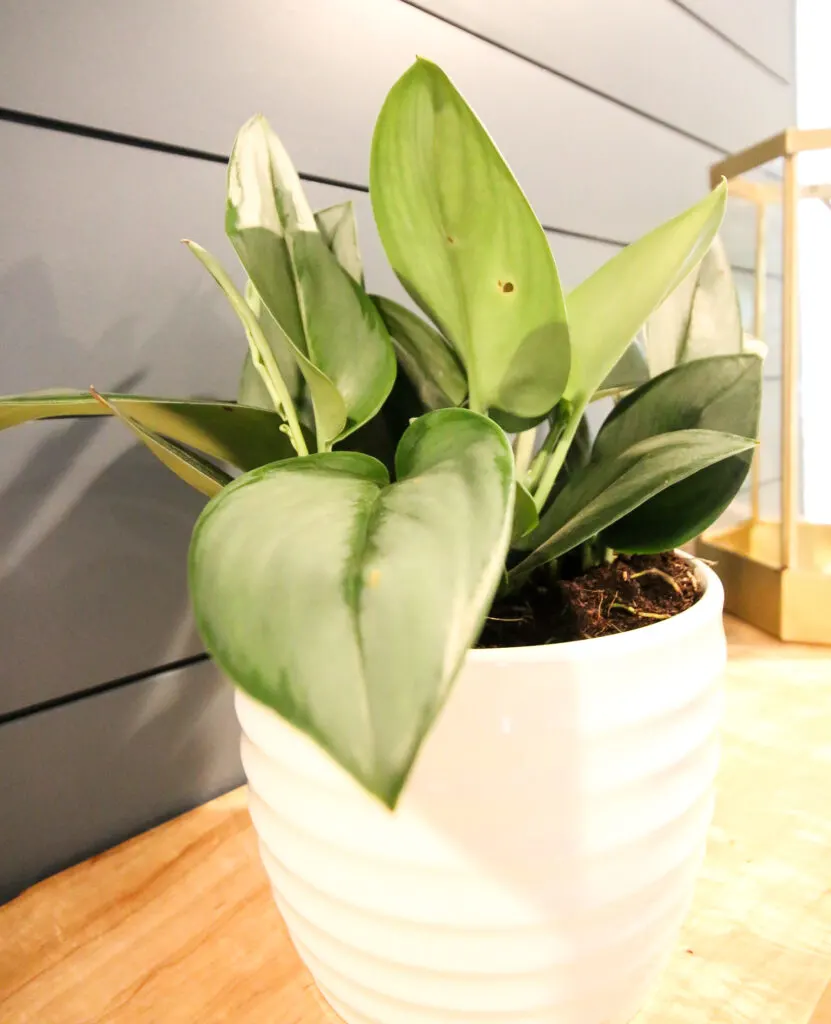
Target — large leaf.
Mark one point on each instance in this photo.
(606, 489)
(339, 229)
(426, 356)
(200, 473)
(339, 339)
(717, 393)
(243, 436)
(348, 603)
(466, 244)
(701, 317)
(607, 309)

....

WHAT YOU WILL DO: Could you recast the lines above as a JSON list of strings, one string per line, with blank lines dropped and the picture left out?

TASK ANSWER:
[
  "Target — large leaf.",
  "Mark one point on each instance in this photo.",
  "(606, 489)",
  "(339, 229)",
  "(426, 356)",
  "(200, 473)",
  "(339, 339)",
  "(717, 393)",
  "(243, 436)",
  "(348, 603)",
  "(466, 244)",
  "(701, 317)",
  "(607, 309)"
]